··· Dataset records ···
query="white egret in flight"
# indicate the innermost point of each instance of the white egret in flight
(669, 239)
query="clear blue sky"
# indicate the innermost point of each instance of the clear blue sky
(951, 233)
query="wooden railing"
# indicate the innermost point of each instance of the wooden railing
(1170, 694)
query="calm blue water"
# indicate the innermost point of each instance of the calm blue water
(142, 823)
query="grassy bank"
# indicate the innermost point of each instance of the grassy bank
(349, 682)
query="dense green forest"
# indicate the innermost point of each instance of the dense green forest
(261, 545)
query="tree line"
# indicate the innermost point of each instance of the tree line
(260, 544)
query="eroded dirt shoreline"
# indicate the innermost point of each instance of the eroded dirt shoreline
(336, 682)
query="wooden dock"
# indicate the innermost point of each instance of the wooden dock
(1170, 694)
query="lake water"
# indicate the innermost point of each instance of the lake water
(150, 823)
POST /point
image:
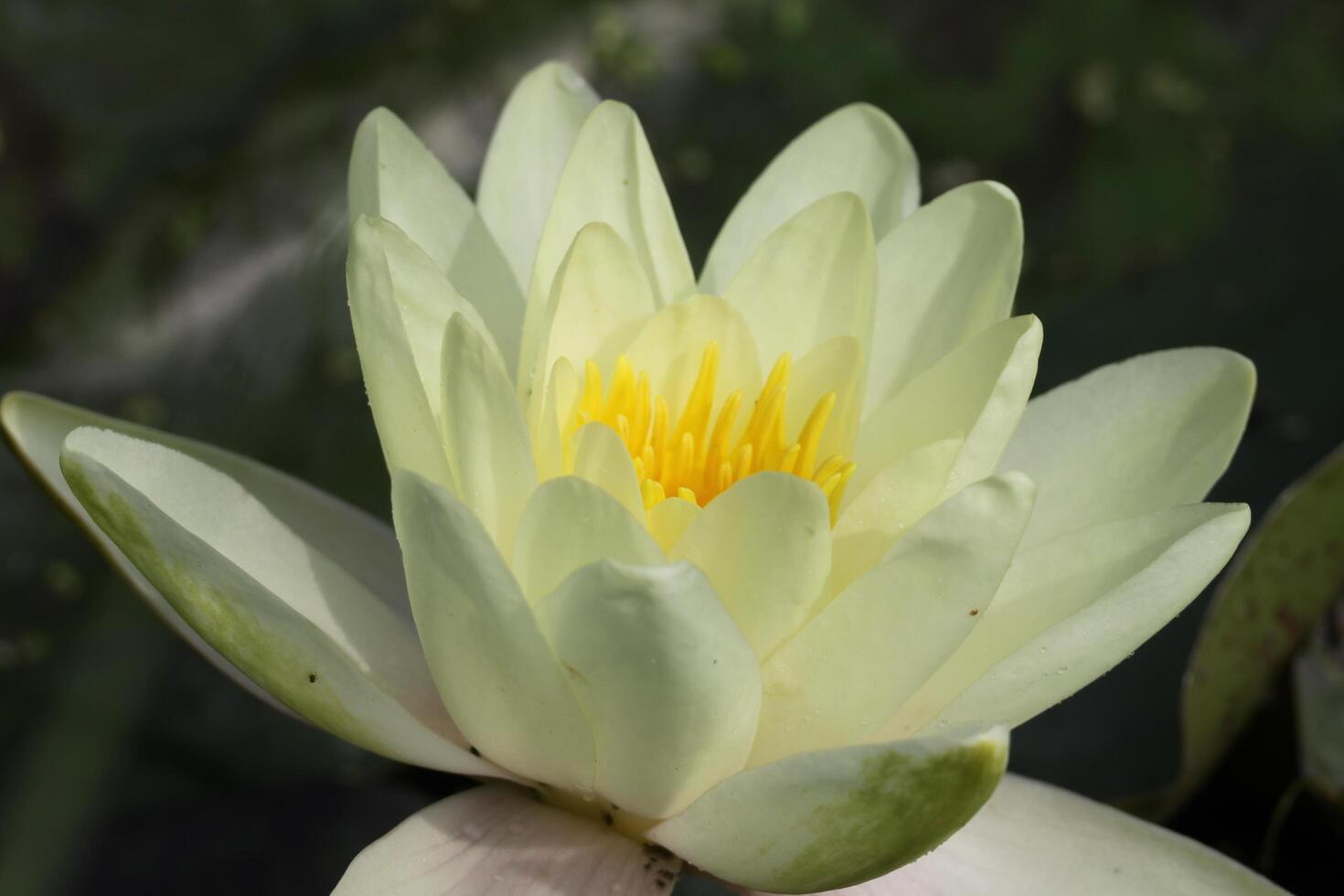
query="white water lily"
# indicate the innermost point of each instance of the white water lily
(752, 572)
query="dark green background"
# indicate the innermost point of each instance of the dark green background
(171, 240)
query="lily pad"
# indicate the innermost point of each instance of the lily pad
(1285, 577)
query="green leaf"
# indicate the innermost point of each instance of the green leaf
(1285, 578)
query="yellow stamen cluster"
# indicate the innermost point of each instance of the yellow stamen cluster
(700, 455)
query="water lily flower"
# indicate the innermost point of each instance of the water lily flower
(750, 571)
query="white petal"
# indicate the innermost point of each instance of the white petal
(601, 457)
(549, 427)
(500, 841)
(484, 432)
(849, 669)
(668, 683)
(285, 614)
(886, 508)
(668, 520)
(1072, 609)
(598, 301)
(400, 305)
(765, 544)
(855, 149)
(392, 175)
(489, 661)
(1153, 432)
(569, 524)
(1032, 838)
(831, 818)
(611, 177)
(811, 280)
(976, 392)
(944, 274)
(534, 136)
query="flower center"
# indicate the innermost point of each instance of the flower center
(700, 454)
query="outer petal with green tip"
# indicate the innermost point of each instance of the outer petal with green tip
(37, 426)
(765, 544)
(668, 683)
(291, 618)
(855, 149)
(944, 274)
(811, 280)
(1140, 435)
(489, 661)
(484, 432)
(527, 152)
(611, 177)
(1032, 838)
(849, 669)
(1072, 609)
(502, 841)
(392, 175)
(569, 524)
(976, 392)
(831, 818)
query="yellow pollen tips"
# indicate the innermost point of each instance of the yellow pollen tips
(700, 454)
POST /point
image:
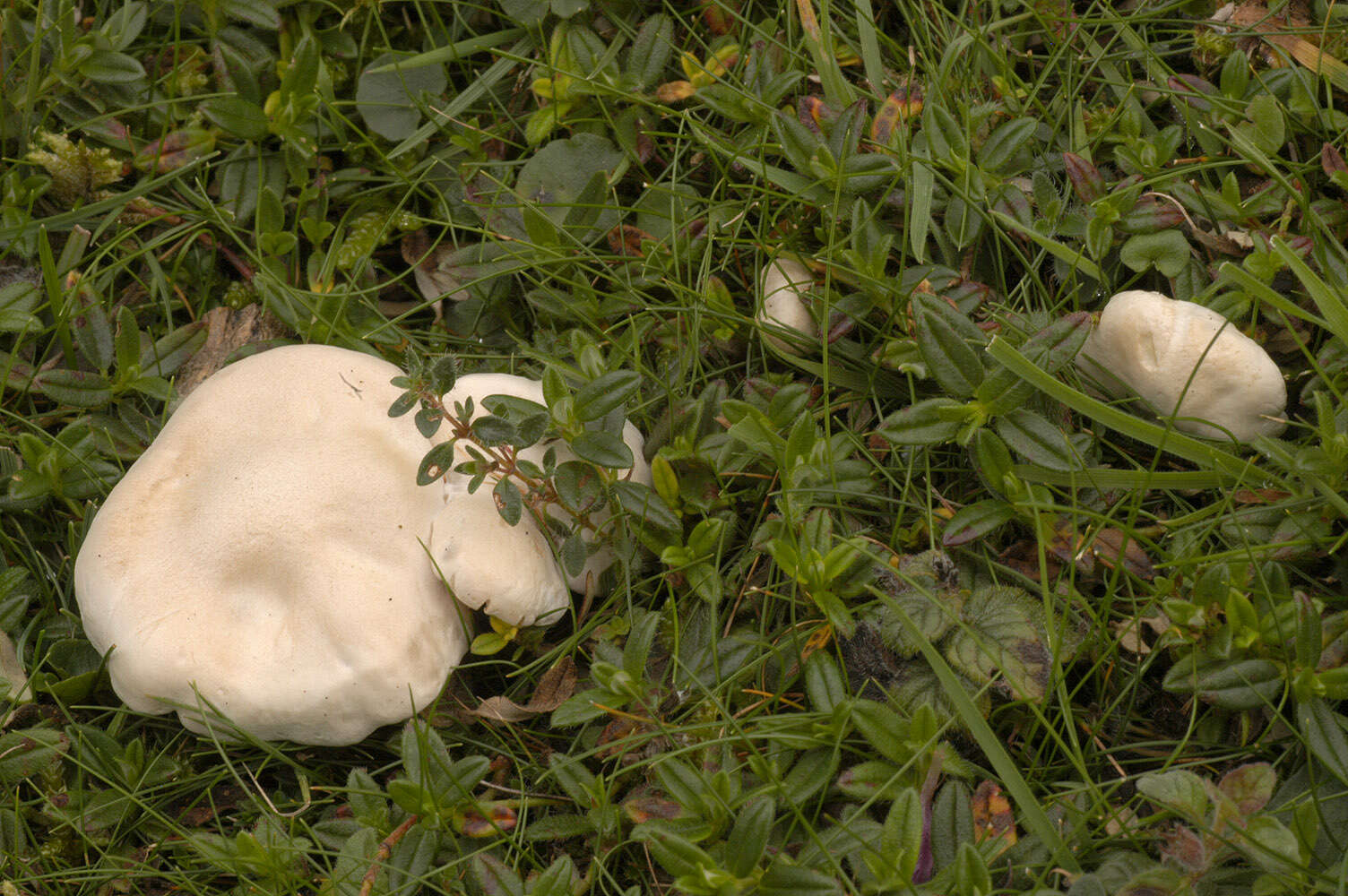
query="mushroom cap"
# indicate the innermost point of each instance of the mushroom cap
···
- _Short task_:
Write the material out again exactly as it appears, dropping the pictures.

- _Full answer_:
query="white egret in flight"
# indicate the innermost point of each instance of the white egret in flight
(669, 239)
query="clear blue sky"
# indicate the innermost point of each instance of the clear blue sky
(951, 233)
query="wooden railing"
# indicate the innermost point of each instance of the wooden railing
(1170, 694)
query="calm blue water"
# indicate the innermost point of each instance of the calm blue water
(142, 823)
query="grassy bank"
# indicate the innermost point of each instance of the grassy bank
(349, 682)
query="dense green forest"
# indicate the innermost point of each instance of the dense green forest
(261, 545)
query="tree line"
# indicate the innermost point of each instance of the tree line
(260, 544)
query="eroded dirt shoreline"
# indicate the innermost point of each instance of the eroded dirt shoreline
(336, 682)
query="wooden dock"
# indicate the innermost point of each instance of the wooden dock
(1170, 694)
query="lake water"
# indicate the innermost point of each instance of the lake water
(150, 823)
POST /point
image:
query="white water lily"
# indicate the innermost point of each instance of the white water lily
(752, 572)
query="dark green background"
# indicate the innermost point of each instance of the dark green background
(171, 240)
query="lily pad"
# indicate the innermost point of each instance of the lily pad
(1285, 577)
query="green leaf"
# indicate the innermost point of each instance of the green leaf
(1285, 578)
query="yellow stamen cluster"
# indicate the innermost point of each instance of the yellow stamen cluster
(700, 455)
query="water lily flower"
# indicate the innermost point of each instance of the water lily flower
(750, 571)
query="white petal"
# indicate the innermost point of each instance of the white petal
(601, 457)
(549, 427)
(500, 841)
(484, 432)
(849, 669)
(668, 683)
(285, 614)
(886, 508)
(668, 520)
(1072, 609)
(598, 301)
(400, 305)
(765, 544)
(855, 149)
(392, 175)
(489, 661)
(1153, 432)
(569, 524)
(1032, 838)
(831, 818)
(611, 177)
(811, 280)
(976, 392)
(944, 274)
(534, 136)
query="flower center"
# indicate the innermost point of each instance of the flower center
(700, 454)
query="outer petal with green tip"
# indicate the innermost point of each instance of the outer petal with green tip
(37, 426)
(765, 544)
(668, 683)
(291, 618)
(855, 149)
(944, 274)
(811, 280)
(1140, 435)
(489, 661)
(484, 432)
(527, 152)
(611, 177)
(1032, 838)
(849, 669)
(1072, 609)
(502, 841)
(392, 175)
(569, 524)
(976, 392)
(831, 818)
query="yellow pollen tips"
# indicate the innermost point of each instance of the yellow pollen tips
(700, 454)
POST /point
image:
query="mushroom cap"
# indicate the innermost point of each instance of the mushroom cap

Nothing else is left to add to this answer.